Referring expression data =>
-=-=-

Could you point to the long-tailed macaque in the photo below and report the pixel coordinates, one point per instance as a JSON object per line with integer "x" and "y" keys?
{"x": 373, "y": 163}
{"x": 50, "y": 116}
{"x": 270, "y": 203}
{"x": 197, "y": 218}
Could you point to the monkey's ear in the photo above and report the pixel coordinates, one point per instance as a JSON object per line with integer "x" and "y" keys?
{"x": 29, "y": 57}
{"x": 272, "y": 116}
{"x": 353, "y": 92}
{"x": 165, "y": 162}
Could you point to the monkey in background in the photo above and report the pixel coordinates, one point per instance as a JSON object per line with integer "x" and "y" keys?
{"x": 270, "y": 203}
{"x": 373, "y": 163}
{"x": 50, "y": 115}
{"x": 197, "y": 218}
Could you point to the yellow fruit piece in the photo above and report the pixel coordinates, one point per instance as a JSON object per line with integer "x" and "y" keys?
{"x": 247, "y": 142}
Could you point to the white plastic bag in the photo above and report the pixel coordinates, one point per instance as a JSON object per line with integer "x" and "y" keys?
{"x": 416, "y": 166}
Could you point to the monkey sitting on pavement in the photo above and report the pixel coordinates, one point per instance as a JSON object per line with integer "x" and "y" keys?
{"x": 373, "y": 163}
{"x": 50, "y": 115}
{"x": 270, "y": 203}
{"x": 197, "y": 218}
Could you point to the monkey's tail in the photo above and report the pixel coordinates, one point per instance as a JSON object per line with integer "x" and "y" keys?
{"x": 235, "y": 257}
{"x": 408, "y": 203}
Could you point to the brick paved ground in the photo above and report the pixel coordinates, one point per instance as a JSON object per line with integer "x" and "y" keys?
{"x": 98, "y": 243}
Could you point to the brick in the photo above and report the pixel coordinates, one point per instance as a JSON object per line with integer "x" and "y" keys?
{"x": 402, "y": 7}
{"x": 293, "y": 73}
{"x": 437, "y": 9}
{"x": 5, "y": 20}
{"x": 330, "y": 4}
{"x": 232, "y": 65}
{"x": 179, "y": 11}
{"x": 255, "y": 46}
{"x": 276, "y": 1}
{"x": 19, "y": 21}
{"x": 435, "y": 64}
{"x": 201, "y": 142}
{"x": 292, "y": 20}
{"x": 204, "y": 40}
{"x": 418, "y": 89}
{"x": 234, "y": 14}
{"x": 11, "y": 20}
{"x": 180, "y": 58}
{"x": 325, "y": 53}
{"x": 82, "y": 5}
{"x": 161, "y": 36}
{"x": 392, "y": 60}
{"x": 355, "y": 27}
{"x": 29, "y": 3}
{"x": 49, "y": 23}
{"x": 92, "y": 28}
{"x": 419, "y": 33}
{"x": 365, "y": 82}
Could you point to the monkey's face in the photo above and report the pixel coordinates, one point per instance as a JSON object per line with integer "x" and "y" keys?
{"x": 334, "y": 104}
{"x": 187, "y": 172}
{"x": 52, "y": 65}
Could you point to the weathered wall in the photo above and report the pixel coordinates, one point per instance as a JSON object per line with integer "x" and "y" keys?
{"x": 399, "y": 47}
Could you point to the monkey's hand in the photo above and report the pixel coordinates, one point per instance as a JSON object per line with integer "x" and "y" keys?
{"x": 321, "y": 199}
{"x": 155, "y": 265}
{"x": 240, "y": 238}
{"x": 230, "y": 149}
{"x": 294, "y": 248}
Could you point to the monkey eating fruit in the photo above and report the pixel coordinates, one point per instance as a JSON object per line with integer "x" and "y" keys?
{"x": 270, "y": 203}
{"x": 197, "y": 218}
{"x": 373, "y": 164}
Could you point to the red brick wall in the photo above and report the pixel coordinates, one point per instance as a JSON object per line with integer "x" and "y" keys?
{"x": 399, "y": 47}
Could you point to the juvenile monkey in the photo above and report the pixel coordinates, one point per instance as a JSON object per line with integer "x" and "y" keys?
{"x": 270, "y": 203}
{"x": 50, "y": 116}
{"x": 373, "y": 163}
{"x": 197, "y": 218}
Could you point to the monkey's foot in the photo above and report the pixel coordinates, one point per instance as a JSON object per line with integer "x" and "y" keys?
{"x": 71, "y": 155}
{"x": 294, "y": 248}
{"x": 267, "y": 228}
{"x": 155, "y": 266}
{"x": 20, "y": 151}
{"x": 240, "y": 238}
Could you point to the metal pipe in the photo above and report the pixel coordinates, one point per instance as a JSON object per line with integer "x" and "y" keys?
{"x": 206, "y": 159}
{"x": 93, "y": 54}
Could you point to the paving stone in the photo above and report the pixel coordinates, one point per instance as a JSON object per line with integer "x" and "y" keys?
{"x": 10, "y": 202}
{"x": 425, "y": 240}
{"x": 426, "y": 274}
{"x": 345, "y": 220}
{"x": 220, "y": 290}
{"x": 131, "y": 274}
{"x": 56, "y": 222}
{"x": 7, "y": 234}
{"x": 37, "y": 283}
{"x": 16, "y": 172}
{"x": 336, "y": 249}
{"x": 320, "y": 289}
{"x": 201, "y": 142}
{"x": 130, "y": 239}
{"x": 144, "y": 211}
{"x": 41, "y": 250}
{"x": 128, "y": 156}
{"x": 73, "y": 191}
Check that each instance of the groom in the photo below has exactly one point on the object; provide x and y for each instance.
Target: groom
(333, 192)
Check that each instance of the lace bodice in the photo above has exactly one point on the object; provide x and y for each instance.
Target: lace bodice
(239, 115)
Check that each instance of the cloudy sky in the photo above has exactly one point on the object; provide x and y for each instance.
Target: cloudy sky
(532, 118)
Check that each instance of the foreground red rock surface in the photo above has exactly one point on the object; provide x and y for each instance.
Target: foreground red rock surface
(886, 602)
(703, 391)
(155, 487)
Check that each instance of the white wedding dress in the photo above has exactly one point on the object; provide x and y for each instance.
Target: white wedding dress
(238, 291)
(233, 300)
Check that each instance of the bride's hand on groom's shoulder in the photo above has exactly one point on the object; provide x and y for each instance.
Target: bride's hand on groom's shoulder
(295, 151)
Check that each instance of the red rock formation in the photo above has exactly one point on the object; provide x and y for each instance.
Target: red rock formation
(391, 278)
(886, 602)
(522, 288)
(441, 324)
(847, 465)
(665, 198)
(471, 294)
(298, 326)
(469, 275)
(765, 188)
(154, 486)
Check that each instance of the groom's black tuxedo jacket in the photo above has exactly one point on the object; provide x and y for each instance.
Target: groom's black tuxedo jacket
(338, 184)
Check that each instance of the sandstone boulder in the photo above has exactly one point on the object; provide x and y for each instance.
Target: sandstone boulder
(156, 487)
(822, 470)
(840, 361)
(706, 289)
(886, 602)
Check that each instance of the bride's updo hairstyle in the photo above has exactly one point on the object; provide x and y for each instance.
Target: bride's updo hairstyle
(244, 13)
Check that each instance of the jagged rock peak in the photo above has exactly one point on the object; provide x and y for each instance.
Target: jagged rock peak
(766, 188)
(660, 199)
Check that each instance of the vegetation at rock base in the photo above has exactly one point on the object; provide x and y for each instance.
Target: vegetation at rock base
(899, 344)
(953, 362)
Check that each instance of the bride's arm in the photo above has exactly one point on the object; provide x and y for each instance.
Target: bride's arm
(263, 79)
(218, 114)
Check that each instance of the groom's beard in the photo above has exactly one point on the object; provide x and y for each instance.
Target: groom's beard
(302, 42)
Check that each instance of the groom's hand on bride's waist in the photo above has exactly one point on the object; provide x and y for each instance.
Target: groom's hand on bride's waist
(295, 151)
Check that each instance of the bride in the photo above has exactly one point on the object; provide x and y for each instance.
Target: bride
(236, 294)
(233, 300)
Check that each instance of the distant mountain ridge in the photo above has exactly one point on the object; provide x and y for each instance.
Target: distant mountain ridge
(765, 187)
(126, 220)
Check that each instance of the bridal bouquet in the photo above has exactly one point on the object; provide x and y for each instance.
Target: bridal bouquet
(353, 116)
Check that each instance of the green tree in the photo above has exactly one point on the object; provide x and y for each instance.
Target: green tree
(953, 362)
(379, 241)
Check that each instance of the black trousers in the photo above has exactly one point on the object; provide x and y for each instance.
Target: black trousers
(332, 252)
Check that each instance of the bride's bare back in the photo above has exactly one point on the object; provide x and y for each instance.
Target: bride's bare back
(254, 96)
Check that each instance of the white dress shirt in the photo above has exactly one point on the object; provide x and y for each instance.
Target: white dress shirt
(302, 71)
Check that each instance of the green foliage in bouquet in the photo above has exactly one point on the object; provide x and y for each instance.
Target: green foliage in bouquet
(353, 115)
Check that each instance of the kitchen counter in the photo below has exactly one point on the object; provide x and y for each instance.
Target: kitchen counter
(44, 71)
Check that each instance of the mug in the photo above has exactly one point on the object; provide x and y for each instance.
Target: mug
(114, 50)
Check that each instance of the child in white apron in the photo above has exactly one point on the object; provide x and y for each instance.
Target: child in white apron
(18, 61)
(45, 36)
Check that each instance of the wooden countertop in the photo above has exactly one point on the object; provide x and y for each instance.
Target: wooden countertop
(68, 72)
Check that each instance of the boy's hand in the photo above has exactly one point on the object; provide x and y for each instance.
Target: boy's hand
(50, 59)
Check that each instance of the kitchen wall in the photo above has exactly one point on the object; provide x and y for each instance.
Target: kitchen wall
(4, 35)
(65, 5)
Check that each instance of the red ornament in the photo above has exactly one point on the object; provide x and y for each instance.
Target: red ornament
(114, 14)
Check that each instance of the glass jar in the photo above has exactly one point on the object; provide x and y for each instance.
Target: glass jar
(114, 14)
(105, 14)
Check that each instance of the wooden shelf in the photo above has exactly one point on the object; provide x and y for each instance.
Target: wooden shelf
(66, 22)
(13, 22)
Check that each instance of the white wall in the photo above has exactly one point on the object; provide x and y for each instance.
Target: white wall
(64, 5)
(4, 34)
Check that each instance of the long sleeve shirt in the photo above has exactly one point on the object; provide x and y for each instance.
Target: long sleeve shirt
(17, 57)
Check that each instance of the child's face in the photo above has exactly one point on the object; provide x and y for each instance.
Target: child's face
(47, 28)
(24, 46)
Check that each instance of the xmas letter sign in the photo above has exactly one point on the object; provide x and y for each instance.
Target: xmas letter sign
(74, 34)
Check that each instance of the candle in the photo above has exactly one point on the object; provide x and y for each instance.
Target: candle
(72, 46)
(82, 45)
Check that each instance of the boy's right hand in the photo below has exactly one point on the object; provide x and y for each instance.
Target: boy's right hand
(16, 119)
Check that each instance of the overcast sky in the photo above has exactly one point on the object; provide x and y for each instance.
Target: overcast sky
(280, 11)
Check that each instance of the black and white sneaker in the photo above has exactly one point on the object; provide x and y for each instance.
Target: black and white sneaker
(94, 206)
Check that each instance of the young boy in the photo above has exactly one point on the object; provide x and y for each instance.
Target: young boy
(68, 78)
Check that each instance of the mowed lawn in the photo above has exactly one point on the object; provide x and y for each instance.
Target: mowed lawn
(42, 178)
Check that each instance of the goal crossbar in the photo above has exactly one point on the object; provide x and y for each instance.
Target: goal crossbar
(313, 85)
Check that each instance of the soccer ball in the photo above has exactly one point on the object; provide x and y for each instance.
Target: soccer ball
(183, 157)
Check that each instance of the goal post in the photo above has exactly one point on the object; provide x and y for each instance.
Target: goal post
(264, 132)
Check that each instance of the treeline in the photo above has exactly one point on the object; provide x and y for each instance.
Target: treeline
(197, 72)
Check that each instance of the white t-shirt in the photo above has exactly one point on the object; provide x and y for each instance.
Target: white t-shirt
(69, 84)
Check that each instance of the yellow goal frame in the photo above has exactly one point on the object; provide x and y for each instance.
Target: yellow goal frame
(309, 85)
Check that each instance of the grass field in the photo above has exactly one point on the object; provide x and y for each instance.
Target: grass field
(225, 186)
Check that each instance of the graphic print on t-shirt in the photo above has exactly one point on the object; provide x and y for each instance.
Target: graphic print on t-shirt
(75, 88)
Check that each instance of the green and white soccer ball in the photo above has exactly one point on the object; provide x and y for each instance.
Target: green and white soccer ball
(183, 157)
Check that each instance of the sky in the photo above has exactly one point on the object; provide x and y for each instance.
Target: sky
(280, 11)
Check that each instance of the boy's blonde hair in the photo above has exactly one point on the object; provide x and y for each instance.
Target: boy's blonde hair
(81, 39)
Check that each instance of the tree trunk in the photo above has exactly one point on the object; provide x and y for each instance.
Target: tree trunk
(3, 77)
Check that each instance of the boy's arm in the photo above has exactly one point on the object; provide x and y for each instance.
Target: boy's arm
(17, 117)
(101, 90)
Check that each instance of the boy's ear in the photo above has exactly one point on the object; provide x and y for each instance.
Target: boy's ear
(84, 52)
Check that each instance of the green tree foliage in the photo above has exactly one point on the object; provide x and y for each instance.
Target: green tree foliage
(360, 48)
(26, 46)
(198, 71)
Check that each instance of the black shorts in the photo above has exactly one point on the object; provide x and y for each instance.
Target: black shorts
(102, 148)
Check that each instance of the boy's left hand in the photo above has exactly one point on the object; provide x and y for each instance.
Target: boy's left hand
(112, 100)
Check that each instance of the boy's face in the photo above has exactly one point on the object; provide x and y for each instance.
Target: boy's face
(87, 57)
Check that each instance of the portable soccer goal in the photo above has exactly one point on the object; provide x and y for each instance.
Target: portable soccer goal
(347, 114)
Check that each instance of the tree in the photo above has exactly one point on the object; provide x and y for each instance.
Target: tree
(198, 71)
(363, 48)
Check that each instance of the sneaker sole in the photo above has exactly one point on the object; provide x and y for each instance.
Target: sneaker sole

-=-=-

Please count how many lines of the records include "sole", giving the number and nothing else.

Solution to this problem =>
2